Pernicious Anemia

Pernicious anemia may be an immune system illness. It causes the production of antibodies to cells of the stomach (parietal cells), and proteins produced by the stomach, which are needed to absorb vitamin B12. The result of this illness is the body does not absorb enough B12 from the diet. This leads to lessened red blood cell production which causes anemia. Vitamin B12 is needed for making red blood cells and keeping the nervous system healthy. Not enough vitamin B12 in your system slowly affects sensory and motor nerves. This causes problems with your nervous system (neurological) to develop over time. Neurological effects of vitamin B12 deficiency may be seen before anemia is diagnosed. This affects both men and women, between ages 40 and 70. The anemia also affects the bowel, the heart and vascular systems and cannot be prevented.


Pernicious anemia is due to a lack of substance called intrinsic factor. This is a substance made by cells in the stomach. It makes it possible to absorb vitamin B12. The reason for the lack of this substance is unknown but it may be autoimmune, genetic, or both.


The following problems may be seen with this illness:

  • Problems develop slowly.

  • Rapid heart rate.

  • Nausea, appetite loss, and weight loss.

  • Difficulty maintaining proper balance.

  • Yellow eyes and skin.

  • Loss of deep tendon reflexes.

  • Depression.

  • Confusion, poor memory, and dementia.

  • Ringing in the ears (tinnitus).

  • Weakness, especially in the arms and legs.

  • Sore tongue.

  • Numbness or tingling in the hands and feet.

  • Pale lips, tongue, and gums.

  • Bleeding gums.

  • Shortness of breath.

  • Headache.

  • Fatigue.


  • Diseases or surgery affecting the stomach.

(Collected data entries)
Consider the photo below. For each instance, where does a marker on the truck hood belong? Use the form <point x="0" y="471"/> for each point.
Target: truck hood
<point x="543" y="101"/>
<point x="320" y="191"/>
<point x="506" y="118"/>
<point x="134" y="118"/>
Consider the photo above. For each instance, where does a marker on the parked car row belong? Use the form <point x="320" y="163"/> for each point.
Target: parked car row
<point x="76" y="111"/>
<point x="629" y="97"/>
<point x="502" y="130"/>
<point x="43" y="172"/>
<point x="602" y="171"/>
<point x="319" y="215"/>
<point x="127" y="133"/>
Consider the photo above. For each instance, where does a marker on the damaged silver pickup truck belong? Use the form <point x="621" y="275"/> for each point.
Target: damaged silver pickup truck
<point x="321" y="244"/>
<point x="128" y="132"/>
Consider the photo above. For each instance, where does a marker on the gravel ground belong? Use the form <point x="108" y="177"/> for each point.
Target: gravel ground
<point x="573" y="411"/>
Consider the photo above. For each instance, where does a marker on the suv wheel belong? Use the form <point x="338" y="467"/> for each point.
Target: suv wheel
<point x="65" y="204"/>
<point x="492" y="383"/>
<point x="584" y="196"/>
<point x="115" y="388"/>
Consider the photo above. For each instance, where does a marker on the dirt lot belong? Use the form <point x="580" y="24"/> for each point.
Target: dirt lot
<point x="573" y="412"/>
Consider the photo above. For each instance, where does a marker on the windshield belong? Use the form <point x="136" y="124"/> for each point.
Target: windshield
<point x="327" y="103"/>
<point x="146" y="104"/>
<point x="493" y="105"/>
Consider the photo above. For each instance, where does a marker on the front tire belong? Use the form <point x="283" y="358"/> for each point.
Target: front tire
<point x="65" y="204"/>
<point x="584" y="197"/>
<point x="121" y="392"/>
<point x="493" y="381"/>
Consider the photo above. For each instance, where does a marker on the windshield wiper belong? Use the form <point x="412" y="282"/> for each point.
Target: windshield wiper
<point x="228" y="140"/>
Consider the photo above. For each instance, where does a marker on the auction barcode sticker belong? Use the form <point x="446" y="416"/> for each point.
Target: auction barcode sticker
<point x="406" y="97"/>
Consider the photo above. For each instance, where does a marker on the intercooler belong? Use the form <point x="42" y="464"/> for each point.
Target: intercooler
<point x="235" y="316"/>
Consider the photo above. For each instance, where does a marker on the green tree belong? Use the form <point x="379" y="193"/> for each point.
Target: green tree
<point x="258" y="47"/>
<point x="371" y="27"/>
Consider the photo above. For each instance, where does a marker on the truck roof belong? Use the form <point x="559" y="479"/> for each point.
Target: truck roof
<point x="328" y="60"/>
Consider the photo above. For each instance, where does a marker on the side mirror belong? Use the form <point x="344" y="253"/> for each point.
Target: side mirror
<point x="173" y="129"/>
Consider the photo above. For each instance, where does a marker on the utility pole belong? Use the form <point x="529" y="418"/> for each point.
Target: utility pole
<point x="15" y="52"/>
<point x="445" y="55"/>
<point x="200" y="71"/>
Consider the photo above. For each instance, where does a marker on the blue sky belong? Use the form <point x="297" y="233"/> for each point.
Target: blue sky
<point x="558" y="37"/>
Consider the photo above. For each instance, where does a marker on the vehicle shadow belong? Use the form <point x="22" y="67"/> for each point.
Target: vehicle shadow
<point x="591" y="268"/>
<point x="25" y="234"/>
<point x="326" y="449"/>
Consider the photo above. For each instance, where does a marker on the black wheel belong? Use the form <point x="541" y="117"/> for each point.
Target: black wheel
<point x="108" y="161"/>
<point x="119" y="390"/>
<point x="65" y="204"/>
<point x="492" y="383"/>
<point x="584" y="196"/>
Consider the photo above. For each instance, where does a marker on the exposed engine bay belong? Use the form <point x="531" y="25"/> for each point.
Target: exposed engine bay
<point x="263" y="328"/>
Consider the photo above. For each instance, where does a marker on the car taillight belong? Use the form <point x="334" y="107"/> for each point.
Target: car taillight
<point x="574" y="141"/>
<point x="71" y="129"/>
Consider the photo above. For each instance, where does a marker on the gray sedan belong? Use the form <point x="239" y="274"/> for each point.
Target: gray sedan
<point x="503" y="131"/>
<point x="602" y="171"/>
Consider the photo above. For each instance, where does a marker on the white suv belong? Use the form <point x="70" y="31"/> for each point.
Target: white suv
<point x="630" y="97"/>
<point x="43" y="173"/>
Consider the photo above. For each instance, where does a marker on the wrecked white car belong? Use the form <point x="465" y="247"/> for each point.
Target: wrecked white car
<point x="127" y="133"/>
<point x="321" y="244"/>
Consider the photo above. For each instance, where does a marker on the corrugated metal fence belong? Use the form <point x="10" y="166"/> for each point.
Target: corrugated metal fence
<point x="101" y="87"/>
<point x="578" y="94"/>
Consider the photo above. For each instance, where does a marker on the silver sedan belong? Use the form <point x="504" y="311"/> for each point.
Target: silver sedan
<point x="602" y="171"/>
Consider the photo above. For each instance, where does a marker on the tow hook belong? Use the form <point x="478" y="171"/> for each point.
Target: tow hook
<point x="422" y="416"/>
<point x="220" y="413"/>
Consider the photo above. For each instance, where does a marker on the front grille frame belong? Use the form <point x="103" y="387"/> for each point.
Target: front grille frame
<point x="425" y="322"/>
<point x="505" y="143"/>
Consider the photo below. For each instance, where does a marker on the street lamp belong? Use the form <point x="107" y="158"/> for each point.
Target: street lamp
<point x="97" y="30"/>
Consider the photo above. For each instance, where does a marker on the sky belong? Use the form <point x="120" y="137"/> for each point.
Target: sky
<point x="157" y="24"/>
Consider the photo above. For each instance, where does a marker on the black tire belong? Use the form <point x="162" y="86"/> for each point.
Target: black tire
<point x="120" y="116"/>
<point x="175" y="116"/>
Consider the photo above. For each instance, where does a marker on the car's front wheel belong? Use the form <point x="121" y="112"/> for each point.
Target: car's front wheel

§ PROBLEM STATEMENT
Copy the stretch of the pernicious anemia text from "Pernicious anemia is" through "genetic, or both.". Nothing in the records is required here.

§ TASK ANSWER
Pernicious anemia is due to a lack of substance called intrinsic factor. This is a substance made by cells in the stomach. It makes it possible to absorb vitamin B12. The reason for the lack of this substance is unknown but it may be autoimmune, genetic, or both.